■ **What you should do**
The data below needs to be returned exactly, line for line.

--------------------

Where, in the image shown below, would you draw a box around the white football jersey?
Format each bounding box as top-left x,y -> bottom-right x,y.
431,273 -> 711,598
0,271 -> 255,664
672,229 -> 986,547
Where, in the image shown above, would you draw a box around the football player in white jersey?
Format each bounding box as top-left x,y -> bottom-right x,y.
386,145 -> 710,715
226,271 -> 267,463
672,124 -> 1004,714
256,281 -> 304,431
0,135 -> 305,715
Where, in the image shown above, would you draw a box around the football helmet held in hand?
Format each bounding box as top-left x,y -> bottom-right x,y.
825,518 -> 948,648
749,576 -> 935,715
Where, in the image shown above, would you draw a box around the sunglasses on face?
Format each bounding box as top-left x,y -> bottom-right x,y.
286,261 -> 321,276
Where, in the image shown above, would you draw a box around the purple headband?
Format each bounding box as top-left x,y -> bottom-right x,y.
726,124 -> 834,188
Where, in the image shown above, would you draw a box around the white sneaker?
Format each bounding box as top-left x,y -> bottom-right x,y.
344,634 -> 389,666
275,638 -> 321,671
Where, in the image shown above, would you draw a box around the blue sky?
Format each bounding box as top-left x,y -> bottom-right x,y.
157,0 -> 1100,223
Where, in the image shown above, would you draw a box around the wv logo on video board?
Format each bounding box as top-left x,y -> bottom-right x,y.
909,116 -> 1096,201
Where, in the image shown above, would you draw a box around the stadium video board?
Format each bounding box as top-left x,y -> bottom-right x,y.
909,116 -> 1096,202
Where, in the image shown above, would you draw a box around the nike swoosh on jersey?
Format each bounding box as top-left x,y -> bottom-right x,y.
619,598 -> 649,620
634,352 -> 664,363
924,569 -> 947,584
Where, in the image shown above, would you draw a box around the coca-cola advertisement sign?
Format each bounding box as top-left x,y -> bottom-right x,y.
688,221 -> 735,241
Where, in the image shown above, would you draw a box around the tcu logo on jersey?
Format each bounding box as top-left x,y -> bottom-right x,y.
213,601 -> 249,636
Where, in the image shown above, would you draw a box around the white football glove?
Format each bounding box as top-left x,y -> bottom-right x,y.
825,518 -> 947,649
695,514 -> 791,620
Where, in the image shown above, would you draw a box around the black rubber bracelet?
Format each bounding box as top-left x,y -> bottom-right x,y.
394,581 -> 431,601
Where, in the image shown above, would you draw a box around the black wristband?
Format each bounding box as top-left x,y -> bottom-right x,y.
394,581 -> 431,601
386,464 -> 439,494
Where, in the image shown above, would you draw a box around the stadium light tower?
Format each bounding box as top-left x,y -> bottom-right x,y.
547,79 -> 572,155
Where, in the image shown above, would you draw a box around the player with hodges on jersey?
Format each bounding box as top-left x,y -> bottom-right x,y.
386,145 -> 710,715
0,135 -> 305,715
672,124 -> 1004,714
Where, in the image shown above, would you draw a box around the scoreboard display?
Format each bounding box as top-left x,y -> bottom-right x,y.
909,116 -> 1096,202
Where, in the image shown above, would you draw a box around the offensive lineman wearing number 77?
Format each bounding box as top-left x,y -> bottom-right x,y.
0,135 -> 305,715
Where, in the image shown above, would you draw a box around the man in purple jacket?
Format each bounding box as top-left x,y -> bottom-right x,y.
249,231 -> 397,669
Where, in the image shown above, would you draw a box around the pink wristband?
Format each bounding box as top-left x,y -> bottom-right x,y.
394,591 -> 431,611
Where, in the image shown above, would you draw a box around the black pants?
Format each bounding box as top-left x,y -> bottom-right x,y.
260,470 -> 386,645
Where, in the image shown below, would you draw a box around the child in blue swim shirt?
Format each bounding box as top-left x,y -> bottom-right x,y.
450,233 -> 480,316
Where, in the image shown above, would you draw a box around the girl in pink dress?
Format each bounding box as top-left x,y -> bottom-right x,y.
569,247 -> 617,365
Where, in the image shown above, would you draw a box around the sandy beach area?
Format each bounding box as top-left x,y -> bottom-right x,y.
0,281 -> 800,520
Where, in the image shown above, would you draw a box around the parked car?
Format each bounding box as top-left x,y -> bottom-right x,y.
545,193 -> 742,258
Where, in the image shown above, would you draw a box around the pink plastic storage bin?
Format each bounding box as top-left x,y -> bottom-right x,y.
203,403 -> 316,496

--------------------

■ **Written solution**
Where, in the image shown below, would you draw a box around the white football jersey?
Format each bounding box as top-left x,y -> bottom-right x,y.
431,273 -> 711,598
0,271 -> 255,664
672,229 -> 986,547
Where, in the image shown above, would you draw a box around the football player in white jersey?
Format each bounding box as top-left x,y -> bottom-right x,y.
386,145 -> 710,715
226,271 -> 267,463
672,124 -> 1004,714
256,281 -> 304,431
0,135 -> 305,715
Where, in the image shown above, would you draw a box around the football helmet held in hand?
Format each bounding box as top-left x,y -> bottom-right x,y.
825,518 -> 948,648
749,576 -> 935,715
Where, in the image shown above, would you draw a box around the sunglasses on face?
Format each bounding box as top-left x,y -> bottom-right x,y.
286,261 -> 321,276
Where, in the image shown above, would you draw a box around the purple headband?
Format each bounding box as top-left x,y -> bottom-right x,y.
726,124 -> 834,188
Where, in the image shown above, would you draw a box around the white sneaker?
Format each bounding box as top-left x,y -> bottom-right x,y.
344,634 -> 389,666
275,638 -> 321,671
Where, in the image shown above, would you draw a box around the blue sky?
Format each bounding box as top-left x,y -> bottom-right x,y.
157,0 -> 1100,223
Where, in the image shown above, would you draw a box around the wv logo on video board?
Format each bounding box as top-left x,y -> bottom-right x,y.
909,116 -> 1096,201
Where, in the image shown above, would you draw a box around the stadium video board?
Format each bounding box as top-left x,y -> bottom-right x,y.
909,116 -> 1096,202
Where, in the image shown above, would you draw a box around the nike swoosh on jersey?
Format each bounding box as top-left x,y -> bottom-right x,y.
619,598 -> 649,620
634,352 -> 664,363
924,569 -> 947,584
Where, in the image shown above, would you draw a box around the coca-cola advertisement sign?
Format each bounding box as top-left x,y -> bottom-right x,y.
688,221 -> 735,241
Where, in the image shown above, would you draw a box around the tcu logo on jersey?
Format each bounding box as top-left x,y -> bottom-right x,y.
213,601 -> 249,636
Where, in the image shown above, would you draw a box around the white football glove?
Format each bounding box as top-left x,y -> bottom-right x,y.
825,518 -> 947,649
695,514 -> 791,620
Where, in the image shown above, would you draw a box around the black rubber bracelet?
Format each bounding box as top-left x,y -> bottom-right x,y.
394,581 -> 431,601
Where, in the image shown above, would you draw a box around the black wristband?
Format each bounding box as top-left x,y -> bottom-right x,y.
394,581 -> 431,601
386,464 -> 439,494
Where, in the image shown above, would you draw a box around the stadium light tower?
Format each bounding box as top-left x,y -> bottom-right x,y.
547,79 -> 572,155
Where, in the image shown above, would you draw a box around the player with hodges on jersey?
Format each bounding box as top-left x,y -> bottom-right x,y.
386,145 -> 710,715
0,135 -> 305,715
672,124 -> 1004,714
Where, in the image shown above, would you draw a box around the scoreboard display?
Format each bounding box as top-left x,y -> bottom-right x,y.
909,116 -> 1096,202
Where, in the image shown above, would you draw a box around the offensive lineman wearing number 77?
Format each bounding box as top-left x,y -> bottom-right x,y.
0,135 -> 305,715
Where, in the image shown above, would you draw a box around the man in purple jacket?
Format each bounding box as top-left x,y -> bottom-right x,y.
249,231 -> 397,669
Where, in the image shown above, would you draw a box around the pink wristband?
Format each bounding box as top-left x,y -> bottom-right x,y.
394,591 -> 431,611
Where, in the image shown above, would you draw a box around the black pants?
Format each bounding box as top-left x,y -> bottom-right x,y.
260,470 -> 386,645
Where, in the image shown below, would you draw a box around the child in blue swim shirt?
Format each bounding box as top-left x,y -> bottom-right x,y.
450,233 -> 480,316
Where, in the image shown above, would you draw a box around the girl in pink dress?
Format each bounding box as top-left x,y -> bottom-right x,y.
569,247 -> 617,365
Where, in the image shown above, would you draw a box around the sandy beach area?
Format each bounding box as top-left x,y -> bottom-right x,y.
0,281 -> 800,520
Where, in the image shown above, would you draw a box around the parked car?
Format each bounding box as top-left x,y -> bottom-right x,y.
545,193 -> 742,258
Where, in the image shown above, would you draw a box around the pink plastic storage bin?
Format each bounding box as top-left x,y -> bottom-right x,y.
203,403 -> 316,496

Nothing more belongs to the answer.